PROBLEM TO SOLVE: Print, word for word, the part of the Transmetro text from "The contractor's work" to "the endurance test.".

Transmetro, officially, Sistema Integrado de Transporte Masivo de Barranquilla y su Área Metropolitana (Spanish for: Mass Transit Integrated System of Barranquilla and its Metropolitan Area), is the bus rapid transit system that has been operating in Barranquilla, Colombia, since July 10, 2010. It becomes the fifth city in the country to implement and inaugurate this type of transportation system (after Bogotá, Pereira, Cali, and Bucaramanga). It consists of articulated buses that travel on exclusive lanes along the city's main avenues with fixed stops. Its objective is to improve population mobility. It operates from 5:00 a.m. to 10:30 p.m.

On December 22, 2008, the first station of the system was inaugurated, named after sociologist Alfredo Correa de Andréis, located on Carrera 46-Troncal Olaya Herrera and Calle 62.

On April 4, 2010, the first two articulated vehicles and the first six standard vehicles left Pereira, the headquarters of the Busscar assembly plant, for the official inauguration of the system on April 7, 2010, the 197th anniversary of Barranquilla, which was presided over by then-President Álvaro Uribe Vélez.

After a three-month training and testing period, Transmetro began commercial operations on July 10, 2010, with a fare of $1,400 pesos using a rechargeable electronic card system. The system operates with standard and articulated buses that travel along the Murillo and Olaya Herrera trunk roads, in addition to feeder routes.

== History ==

=== Background ===
When President Andrés Pastrana Arango inaugurated Bogotá's Integrated Mass Transit System of the Third Millennium (TransMilenio) in 2000, Barranquilla Mayor Humberto Caiaffa Rivas proposed that the city have a transportation system that would improve the quality of life of Barranquilla residents. Thus, in 2001, Transmetro was born. The relevant studies were completed, and its construction began in 2005. This was a challenge due to Barranquilla's topography. The city is located near the Magdalena River, and whenever it rains, streams form in the streets. The Atlantic Society of Engineers decided not to begin construction of the system until a study for stream channeling was completed. The intention was to integrate some of the roads restored during this period into the system as pre-loading routes.

Construction began in 2005, causing traffic disruptions, especially on Olaya Herrera Avenue, which was the only one closed to channel the Bolívar Stream in the city center. On Murillo Avenue, it caused traffic disruptions on the extension to Soledad, as this artery is the only access to the Metropolitan Transport Terminal.

The contractor's work was progressing slowly until Alejandro Char Chaljub was elected mayor. The project made significant progress, although the paving slabs began to wear prematurely before the system was operational. The administration held the contractor accountable for replacing 600 paving slabs on Murillo Avenue, and the contractors who built the system's first stations (Esthercita Forero and Alfredo Correa de Andréis) were also required to demolish and rebuild them because they failed the endurance test.

On April 7, 2010, Barranquilla's 197th anniversary, the system was inaugurated. However, it began operating with a significant number of vehicles and during peak hours on June 27, 2010, so that people could become familiar with its operation. From July 6 to 10, people could test it all day (from 5:00 AM to 10:00 PM), but the toll gates at the return station and the stations at 21st and La Arenosa during the educational routes were not in operation. On July 11, when commercial operation began, the remaining stations were opened.

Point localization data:
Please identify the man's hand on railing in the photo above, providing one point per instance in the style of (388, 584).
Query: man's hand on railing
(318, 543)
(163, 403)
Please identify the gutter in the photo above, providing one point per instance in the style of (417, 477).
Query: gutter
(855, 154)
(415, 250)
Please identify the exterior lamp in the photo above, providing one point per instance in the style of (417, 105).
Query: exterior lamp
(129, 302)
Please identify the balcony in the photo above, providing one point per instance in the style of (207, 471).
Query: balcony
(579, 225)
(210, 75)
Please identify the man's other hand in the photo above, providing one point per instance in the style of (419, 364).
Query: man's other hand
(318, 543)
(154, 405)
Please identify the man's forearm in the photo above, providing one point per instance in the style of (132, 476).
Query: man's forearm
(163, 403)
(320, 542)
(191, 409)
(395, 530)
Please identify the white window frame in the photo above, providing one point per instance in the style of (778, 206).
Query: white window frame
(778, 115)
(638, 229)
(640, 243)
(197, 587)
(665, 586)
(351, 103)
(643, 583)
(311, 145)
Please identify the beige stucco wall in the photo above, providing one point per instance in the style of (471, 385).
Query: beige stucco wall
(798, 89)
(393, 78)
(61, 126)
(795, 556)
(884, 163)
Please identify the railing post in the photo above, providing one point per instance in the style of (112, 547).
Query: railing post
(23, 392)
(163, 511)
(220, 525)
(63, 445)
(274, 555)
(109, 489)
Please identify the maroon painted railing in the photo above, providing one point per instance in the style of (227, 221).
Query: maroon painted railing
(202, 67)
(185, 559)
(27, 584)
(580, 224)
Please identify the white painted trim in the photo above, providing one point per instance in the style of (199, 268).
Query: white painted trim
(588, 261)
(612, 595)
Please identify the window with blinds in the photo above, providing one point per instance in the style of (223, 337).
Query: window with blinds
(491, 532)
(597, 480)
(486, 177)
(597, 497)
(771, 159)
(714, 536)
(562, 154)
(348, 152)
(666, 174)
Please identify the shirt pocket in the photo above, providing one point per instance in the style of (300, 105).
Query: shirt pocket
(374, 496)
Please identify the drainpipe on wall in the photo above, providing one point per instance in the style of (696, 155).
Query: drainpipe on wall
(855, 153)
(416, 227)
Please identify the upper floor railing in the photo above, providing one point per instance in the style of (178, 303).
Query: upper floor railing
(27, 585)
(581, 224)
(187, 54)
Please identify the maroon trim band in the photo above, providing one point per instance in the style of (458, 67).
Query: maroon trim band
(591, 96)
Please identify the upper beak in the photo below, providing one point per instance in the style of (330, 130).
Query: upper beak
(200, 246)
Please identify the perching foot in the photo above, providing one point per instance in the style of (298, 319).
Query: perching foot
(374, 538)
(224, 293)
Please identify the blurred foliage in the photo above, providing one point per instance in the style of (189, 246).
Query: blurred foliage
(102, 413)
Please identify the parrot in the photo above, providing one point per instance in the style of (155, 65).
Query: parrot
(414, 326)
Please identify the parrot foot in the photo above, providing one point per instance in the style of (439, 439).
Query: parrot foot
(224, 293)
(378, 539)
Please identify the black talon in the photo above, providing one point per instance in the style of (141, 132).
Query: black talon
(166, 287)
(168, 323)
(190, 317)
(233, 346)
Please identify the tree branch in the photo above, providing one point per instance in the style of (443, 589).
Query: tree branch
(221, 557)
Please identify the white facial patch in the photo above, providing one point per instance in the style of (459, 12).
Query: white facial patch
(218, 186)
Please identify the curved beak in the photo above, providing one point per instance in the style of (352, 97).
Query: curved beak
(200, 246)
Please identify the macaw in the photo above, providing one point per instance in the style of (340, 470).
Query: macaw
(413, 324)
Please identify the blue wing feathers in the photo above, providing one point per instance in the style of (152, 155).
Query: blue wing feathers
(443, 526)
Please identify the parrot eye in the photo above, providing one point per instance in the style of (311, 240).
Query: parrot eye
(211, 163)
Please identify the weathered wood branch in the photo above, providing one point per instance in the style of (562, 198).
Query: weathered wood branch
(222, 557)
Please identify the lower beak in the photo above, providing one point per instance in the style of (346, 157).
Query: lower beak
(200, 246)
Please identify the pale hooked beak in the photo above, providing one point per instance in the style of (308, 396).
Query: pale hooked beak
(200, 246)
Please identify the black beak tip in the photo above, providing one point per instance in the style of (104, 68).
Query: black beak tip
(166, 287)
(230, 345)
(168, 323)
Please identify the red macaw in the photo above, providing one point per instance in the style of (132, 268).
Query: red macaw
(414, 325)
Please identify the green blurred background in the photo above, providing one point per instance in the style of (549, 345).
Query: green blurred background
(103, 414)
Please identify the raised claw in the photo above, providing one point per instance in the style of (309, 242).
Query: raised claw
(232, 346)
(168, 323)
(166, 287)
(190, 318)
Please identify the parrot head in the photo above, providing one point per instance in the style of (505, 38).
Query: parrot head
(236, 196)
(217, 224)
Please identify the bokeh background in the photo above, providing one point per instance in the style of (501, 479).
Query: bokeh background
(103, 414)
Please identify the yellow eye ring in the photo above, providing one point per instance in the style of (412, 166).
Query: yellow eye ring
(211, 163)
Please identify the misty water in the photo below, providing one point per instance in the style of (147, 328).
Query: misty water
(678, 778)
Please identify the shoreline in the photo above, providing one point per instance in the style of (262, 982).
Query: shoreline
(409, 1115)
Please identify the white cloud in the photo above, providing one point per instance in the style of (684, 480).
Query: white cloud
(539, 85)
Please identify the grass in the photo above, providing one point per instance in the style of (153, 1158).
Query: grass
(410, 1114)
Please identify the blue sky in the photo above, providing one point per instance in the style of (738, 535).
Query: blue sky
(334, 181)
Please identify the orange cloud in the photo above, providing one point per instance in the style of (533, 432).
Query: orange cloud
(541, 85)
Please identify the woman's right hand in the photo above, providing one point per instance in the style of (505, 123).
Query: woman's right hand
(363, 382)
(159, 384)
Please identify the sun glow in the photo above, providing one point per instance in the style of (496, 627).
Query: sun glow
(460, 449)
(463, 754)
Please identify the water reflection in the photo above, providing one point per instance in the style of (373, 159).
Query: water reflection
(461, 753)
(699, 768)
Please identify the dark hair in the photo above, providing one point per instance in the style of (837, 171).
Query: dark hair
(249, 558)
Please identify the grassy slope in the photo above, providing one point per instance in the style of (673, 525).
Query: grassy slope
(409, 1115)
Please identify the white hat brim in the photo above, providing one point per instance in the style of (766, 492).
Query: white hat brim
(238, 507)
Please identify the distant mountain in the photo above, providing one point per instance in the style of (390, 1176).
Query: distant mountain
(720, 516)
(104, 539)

SOLUTION:
The contractor's work was progressing slowly until Alejandro Char Chaljub was elected mayor. The project made significant progress, although the paving slabs began to wear prematurely before the system was operational. The administration held the contractor accountable for replacing 600 paving slabs on Murillo Avenue, and the contractors who built the system's first stations (Esthercita Forero and Alfredo Correa de Andréis) were also required to demolish and rebuild them because they failed the endurance test.